Could you edit the listing from its start through the line containing "[(463, 340)]" so that "wispy" becomes "faint" and everything else stays unchanged? Leave the pictures out of your answer.

==== Exercise material

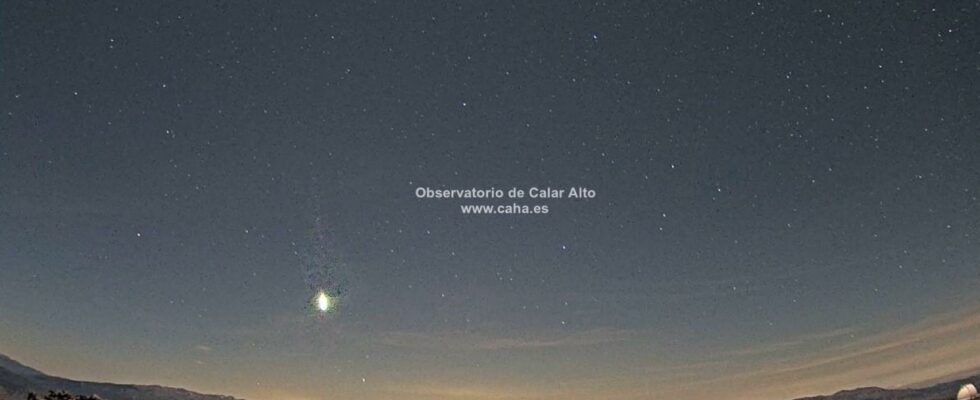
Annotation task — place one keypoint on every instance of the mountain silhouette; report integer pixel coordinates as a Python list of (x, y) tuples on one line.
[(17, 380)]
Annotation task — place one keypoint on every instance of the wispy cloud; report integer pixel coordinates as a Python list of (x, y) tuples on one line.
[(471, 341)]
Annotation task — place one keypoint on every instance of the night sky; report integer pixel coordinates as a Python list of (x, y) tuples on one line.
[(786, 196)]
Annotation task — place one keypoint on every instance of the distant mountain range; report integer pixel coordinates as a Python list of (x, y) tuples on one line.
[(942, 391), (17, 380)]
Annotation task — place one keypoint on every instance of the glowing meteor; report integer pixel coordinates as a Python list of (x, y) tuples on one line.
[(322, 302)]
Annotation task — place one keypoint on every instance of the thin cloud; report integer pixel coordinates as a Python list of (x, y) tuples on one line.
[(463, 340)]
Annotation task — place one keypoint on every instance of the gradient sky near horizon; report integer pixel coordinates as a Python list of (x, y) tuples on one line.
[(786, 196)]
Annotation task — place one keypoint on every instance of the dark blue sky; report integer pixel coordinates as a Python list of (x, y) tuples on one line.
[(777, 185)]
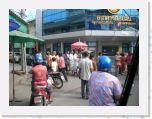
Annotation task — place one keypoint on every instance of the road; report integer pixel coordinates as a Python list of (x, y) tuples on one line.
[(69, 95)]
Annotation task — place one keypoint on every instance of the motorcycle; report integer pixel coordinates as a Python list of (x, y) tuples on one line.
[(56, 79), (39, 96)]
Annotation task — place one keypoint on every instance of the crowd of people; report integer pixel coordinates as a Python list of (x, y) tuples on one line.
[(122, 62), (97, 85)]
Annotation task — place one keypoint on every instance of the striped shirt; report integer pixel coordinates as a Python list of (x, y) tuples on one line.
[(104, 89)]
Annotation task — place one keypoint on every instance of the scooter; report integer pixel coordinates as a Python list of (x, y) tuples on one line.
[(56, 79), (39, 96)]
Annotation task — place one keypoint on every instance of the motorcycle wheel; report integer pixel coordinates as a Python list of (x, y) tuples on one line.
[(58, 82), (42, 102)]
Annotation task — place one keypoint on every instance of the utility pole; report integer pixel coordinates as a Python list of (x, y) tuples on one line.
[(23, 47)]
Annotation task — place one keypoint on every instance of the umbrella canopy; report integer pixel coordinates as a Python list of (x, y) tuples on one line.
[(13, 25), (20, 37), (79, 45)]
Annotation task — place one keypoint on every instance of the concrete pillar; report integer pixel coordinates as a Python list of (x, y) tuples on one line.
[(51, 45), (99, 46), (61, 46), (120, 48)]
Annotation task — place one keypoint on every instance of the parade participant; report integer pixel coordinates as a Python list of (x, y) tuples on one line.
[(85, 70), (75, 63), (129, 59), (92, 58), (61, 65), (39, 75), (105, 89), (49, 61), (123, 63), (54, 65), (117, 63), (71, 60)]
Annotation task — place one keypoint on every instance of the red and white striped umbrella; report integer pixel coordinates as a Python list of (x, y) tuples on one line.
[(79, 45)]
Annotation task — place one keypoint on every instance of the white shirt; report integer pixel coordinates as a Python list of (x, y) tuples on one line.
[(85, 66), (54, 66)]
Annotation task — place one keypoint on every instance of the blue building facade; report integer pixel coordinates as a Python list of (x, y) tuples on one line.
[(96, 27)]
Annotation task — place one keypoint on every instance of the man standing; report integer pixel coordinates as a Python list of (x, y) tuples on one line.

========

Response:
Annotation task — place one keypoint on every instance of the mountain silhouette; report integer pixel coordinates as a Python list of (x, y) tuples on one line.
[(17, 380)]
Annotation task — place one keypoint on every instance of the faint cloud; report integer pixel coordinates as a Python list of (x, y) tuples on one line.
[(471, 341)]
Annotation task — place one keypoint on every instance of the night sky; report integer pixel coordinates as a Python list of (x, y) tuples on one line.
[(786, 196)]
Annotation task — place one keypoint on every instance of the distant mountain range; report integer pixel coordinates as a Python list of (x, y) tuples on one line.
[(942, 391), (17, 380)]
Annotation task — place one keypoint on every instance of the glowing meteor; report integer pixel coordinates as a Python list of (x, y) tuples on one line.
[(322, 302)]
Annotation task — place one keypoint on every instance of the thin cloud; report integer pixel coordinates as a Python list of (x, y) tuples on one line.
[(463, 340)]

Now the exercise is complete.